▶ _WHAT IS EXPECTED_
Identify the lines in the data below that contain "grass" and give only how many there are.

▶ _GIVEN DATA_
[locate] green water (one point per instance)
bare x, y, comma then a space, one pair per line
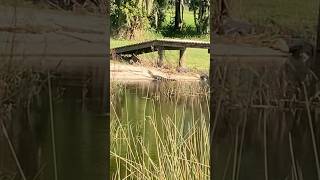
133, 104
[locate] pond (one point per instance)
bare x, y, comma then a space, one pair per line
76, 151
159, 131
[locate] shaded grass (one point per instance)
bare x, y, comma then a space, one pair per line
298, 16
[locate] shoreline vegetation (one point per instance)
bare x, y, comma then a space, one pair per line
165, 144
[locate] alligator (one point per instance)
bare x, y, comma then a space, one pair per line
159, 78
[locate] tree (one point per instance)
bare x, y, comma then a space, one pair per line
201, 12
221, 9
178, 20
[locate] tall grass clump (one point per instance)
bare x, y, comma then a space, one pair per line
163, 145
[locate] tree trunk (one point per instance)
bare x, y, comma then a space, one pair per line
222, 9
178, 19
317, 51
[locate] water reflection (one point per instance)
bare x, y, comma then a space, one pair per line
80, 139
173, 108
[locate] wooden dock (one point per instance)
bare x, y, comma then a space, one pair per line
220, 50
160, 46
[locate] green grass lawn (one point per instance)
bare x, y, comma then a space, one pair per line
194, 59
297, 15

▶ _ANSWER TO THIS EXERCISE_
3